→ **WORK TO COMPLETE**
In the pot roast recipe, change every "Dutch oven" to "heavy pot" and give back the passage from "Instructions" up to and including "making the gravy.".

→ **EXTRACT PROVIDED**
* Start *

This Classic Pot Roast is braised low and slow, just like mom used to make. Meltingly-tender beef, vegetables, and a rich gravy will have everyone asking for seconds.
Course Main Course
Cuisine American
Prep Time 15 minutes
Cook Time 4 hours 15 minutes
Total Time 4 hours 30 minutes
Servings 8 servings (1 cup roast + ¼ cup gravy each)
Calories 470kcal

Ingredients

  • 1 (4-pound) boneless beef chuck roast (see note 1)
  • Salt and freshly ground black pepper
  • 2 tablespoons olive oil
  • 4 cloves garlic minced
  • 8 ounces baby carrots about 1 1/2 cups (see note 2)
  • 2 large onions thinly sliced, about 2 cups
  • 1 1/2 pounds red potatoes cut into 1-inch pieces (see note 3)
  • 1 cup red wine (I used a Pinot Noir, see note 4)
  • 2 cups beef broth
  • 1 tablespoon tomato paste
  • 1 sprig fresh thyme or 1/2 teaspoon dried
  • 1 bay leaf
  • 1/4 cup all-purpose flour

Instructions

  • Preheat oven to 325 degrees. Pat chuck roast dry and season with salt and freshly ground black pepper all over. In a Dutch oven over high heat, heat oil until shimmering. Brown beef on all sides until a deep brown crust develops, about 7 to 10 minutes. Transfer beef to cutting board or platter.
  • To the Dutch oven, add carrots, onions, and potatoes and cook stirring occasionally, until vegetables begin to brown, about 5 minutes. Add garlic and cook until fragrant, about 30 seconds. Stir in red wine and deglaze the pan by scraping up any brown bits.
  • Add beef broth, tomato paste, thyme, bay leaf, 1 teaspoon salt and 1/2 teaspoon pepper and bring to a simmer. Return beef to pot. Cover and roast until meat is tender, about 4 hours. Remove the beef and vegetables (discard bay leaf) and keep warm while making the gravy.
  • To make the gravy, pour drippings into a bowl. Allow fat to rise to the top. Spoon off fat and reserve ¼ cup (discard any excess). In a large saucepan over low heat, pour in reserved fat. Whisk in flour and cook until golden brown, about 1 minute. Set aside to cool.
  • Measure remaining meat juices and add water until it reaches 2 cups liquid. Add mixture to sauce pan, return to medium-high heat and bring to a boil, stirring constantly. Boil until mixture thickens, about 1 minute. Season to taste with salt and pepper (I like ½ teaspoon salt and ¼ teaspoon pepper). Transfer to a serving platter and serve the pot roast with the vegetables and gravy.

* End *

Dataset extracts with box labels
* Start *

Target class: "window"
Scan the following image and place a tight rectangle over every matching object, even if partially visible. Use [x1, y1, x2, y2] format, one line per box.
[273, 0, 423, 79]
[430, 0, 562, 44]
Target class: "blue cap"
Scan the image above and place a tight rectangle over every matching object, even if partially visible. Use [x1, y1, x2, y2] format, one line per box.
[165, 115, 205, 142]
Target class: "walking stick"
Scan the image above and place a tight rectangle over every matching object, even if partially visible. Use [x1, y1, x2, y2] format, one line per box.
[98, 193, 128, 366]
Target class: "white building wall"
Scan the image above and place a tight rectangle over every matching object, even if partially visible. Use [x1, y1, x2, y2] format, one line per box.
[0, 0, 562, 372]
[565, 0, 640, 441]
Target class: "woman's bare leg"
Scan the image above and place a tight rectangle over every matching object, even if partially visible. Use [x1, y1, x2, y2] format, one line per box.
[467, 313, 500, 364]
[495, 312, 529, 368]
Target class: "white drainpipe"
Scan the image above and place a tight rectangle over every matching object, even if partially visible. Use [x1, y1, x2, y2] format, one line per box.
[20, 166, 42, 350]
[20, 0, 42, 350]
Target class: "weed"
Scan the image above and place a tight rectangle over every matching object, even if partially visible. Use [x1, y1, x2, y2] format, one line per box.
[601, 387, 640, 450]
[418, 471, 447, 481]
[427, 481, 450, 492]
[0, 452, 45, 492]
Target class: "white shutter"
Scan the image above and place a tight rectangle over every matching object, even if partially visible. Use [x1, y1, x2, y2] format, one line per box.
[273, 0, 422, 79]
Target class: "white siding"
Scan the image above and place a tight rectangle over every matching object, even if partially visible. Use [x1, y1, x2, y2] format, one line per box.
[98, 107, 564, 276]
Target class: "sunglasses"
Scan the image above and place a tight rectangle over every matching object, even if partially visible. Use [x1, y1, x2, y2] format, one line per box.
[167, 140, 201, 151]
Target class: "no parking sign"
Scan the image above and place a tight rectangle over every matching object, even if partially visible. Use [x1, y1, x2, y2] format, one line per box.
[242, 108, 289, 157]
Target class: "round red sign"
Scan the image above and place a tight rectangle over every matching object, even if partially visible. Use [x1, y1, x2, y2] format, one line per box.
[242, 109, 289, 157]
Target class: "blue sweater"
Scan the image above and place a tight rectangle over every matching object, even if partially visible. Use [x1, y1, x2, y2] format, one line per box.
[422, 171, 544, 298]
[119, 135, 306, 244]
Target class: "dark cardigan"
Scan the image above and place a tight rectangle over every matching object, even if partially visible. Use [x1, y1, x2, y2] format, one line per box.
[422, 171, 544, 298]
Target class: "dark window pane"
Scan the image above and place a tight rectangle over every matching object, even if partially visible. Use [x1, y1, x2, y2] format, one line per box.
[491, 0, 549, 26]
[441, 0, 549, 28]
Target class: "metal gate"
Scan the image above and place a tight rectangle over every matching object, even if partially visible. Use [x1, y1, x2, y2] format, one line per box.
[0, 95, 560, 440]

* End *

→ **ANSWER TO THIS TASK**
Instructions

  • Preheat oven to 325 degrees. Pat chuck roast dry and season with salt and freshly ground black pepper all over. In a heavy pot over high heat, heat oil until shimmering. Brown beef on all sides until a deep brown crust develops, about 7 to 10 minutes. Transfer beef to cutting board or platter.
  • To the heavy pot, add carrots, onions, and potatoes and cook stirring occasionally, until vegetables begin to brown, about 5 minutes. Add garlic and cook until fragrant, about 30 seconds. Stir in red wine and deglaze the pan by scraping up any brown bits.
  • Add beef broth, tomato paste, thyme, bay leaf, 1 teaspoon salt and 1/2 teaspoon pepper and bring to a simmer. Return beef to pot. Cover and roast until meat is tender, about 4 hours. Remove the beef and vegetables (discard bay leaf) and keep warm while making the gravy.